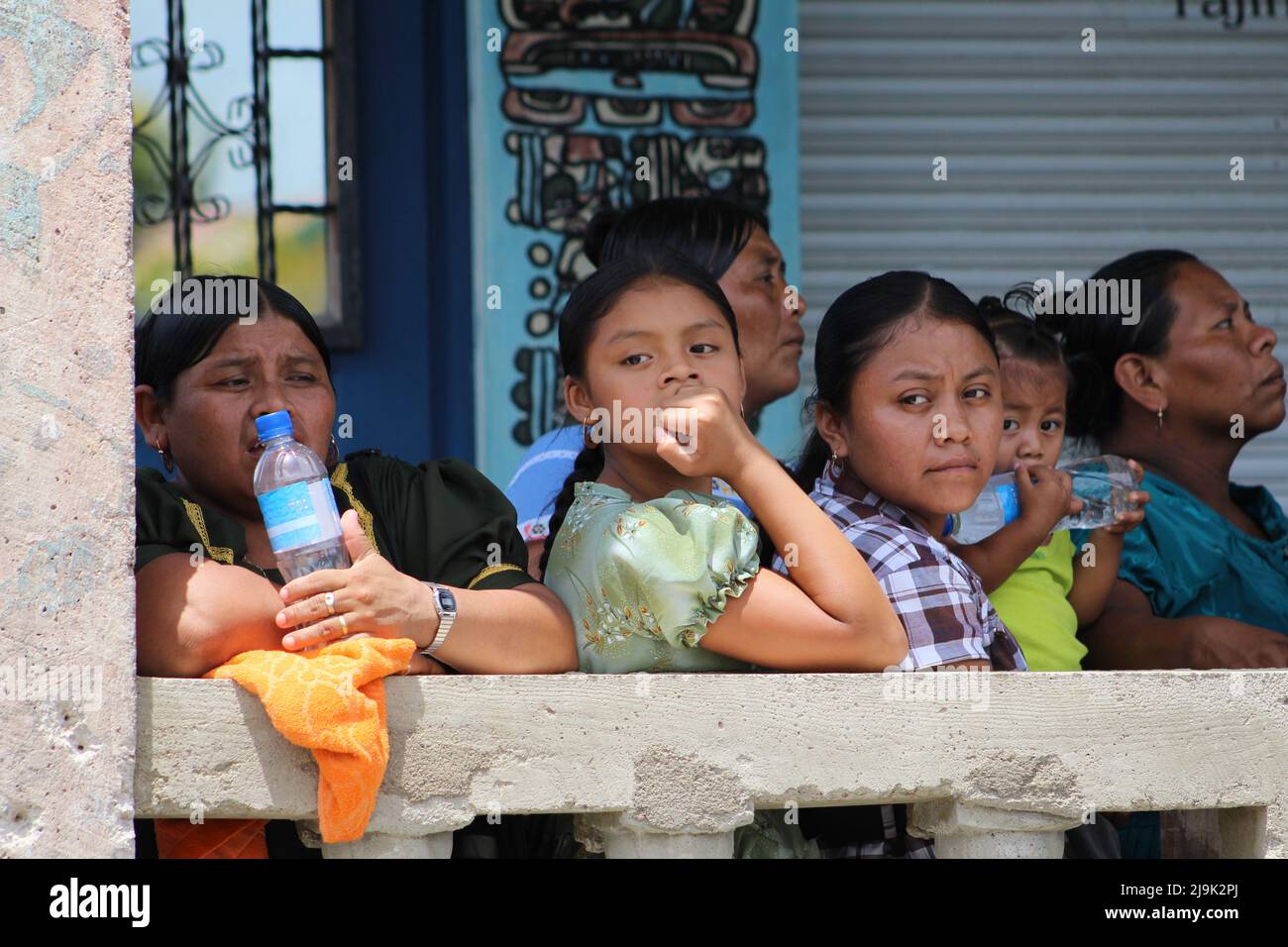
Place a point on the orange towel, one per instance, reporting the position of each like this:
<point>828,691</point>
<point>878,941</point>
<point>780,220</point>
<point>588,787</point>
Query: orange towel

──────────

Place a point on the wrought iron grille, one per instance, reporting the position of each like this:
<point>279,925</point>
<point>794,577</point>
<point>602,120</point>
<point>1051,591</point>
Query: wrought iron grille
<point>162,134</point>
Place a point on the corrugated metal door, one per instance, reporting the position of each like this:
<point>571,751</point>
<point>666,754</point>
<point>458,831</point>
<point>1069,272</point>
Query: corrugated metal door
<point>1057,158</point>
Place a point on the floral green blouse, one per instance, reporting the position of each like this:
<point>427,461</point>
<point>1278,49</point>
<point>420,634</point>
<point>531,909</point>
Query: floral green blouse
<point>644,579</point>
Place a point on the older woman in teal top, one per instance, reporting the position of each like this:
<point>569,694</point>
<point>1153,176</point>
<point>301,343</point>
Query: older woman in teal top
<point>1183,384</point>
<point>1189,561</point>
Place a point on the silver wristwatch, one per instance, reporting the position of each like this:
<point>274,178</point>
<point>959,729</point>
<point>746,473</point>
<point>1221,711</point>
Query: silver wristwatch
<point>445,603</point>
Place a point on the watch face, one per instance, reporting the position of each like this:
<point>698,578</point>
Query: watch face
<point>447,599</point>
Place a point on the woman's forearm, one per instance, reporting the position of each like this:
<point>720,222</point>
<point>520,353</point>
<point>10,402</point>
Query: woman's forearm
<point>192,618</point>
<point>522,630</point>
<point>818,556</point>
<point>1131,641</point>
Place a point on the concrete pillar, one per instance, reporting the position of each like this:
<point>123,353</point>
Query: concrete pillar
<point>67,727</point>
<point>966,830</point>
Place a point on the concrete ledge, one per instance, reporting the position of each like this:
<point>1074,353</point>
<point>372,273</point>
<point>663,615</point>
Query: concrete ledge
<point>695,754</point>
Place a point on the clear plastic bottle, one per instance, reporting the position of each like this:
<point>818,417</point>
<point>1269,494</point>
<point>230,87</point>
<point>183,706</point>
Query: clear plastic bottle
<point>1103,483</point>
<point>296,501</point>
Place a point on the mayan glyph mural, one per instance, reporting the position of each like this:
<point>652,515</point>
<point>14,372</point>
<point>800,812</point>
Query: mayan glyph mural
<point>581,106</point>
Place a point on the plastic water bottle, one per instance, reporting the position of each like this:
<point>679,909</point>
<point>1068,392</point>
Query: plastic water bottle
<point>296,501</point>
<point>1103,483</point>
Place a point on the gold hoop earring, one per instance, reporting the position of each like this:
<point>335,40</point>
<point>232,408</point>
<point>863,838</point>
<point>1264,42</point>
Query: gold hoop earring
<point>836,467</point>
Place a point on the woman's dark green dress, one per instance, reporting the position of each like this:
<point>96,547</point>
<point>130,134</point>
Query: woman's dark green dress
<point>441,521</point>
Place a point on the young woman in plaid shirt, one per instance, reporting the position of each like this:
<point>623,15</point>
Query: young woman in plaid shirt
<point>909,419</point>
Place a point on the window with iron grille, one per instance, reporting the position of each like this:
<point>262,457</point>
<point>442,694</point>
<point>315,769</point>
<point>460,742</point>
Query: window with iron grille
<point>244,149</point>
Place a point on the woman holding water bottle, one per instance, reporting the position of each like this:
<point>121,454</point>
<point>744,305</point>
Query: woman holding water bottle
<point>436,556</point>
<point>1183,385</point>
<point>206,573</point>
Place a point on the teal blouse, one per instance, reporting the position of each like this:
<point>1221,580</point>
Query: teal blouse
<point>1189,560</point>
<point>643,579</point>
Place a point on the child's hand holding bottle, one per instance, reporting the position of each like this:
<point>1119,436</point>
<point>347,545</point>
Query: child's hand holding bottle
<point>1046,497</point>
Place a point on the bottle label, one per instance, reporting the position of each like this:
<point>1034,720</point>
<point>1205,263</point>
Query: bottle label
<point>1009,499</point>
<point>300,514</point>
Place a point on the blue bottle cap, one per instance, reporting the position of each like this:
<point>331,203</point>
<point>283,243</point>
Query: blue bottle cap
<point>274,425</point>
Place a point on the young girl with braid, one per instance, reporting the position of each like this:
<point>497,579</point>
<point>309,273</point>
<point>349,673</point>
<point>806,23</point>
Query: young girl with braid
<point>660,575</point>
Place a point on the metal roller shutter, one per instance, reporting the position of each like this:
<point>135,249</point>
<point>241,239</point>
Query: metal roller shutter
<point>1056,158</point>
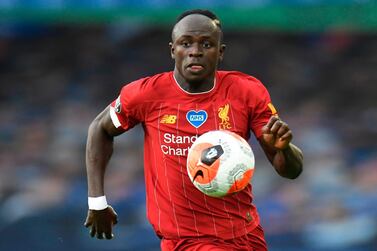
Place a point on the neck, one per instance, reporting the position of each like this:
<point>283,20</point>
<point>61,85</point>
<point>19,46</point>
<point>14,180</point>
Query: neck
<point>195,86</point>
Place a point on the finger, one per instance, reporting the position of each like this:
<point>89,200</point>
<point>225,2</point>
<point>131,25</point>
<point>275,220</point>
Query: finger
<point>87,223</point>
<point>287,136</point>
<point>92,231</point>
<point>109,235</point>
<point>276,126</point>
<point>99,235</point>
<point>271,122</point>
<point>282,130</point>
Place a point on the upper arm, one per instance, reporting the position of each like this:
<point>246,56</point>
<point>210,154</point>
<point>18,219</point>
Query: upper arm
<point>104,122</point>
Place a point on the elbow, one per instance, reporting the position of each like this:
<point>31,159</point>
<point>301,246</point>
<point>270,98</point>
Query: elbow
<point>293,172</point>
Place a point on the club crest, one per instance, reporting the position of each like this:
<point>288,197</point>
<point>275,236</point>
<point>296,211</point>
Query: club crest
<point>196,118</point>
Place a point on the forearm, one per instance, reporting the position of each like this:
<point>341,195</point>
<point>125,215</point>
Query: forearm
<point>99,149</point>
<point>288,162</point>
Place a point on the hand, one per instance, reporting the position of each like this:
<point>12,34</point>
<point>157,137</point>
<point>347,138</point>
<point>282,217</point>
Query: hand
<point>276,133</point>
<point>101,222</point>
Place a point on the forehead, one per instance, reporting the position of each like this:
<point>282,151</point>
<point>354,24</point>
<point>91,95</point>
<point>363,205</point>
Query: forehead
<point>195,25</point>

──────────

Reproduce the items above exactly, starting with the line that contains "Place a point on the blue" and continuing through the line that contains "<point>195,86</point>", with both of those lines included. Omit the pictures from the answer.

**Exercise solution**
Place a point on the blue bottle cap, one per instance, reporting the position of each like this:
<point>331,203</point>
<point>283,243</point>
Query: blue bottle cap
<point>274,425</point>
Place a point on the young girl with braid, one per instance, reporting the position of each like this:
<point>497,579</point>
<point>309,273</point>
<point>349,673</point>
<point>806,23</point>
Query: young girl with braid
<point>660,575</point>
Place a point on the metal roller shutter, one per instance, reporting the position of each like this:
<point>135,249</point>
<point>241,239</point>
Query: metal roller shutter
<point>1056,158</point>
Place a point on the neck, one per instance, reporting the position of each like this:
<point>283,20</point>
<point>61,85</point>
<point>19,46</point>
<point>14,180</point>
Query: neck
<point>195,86</point>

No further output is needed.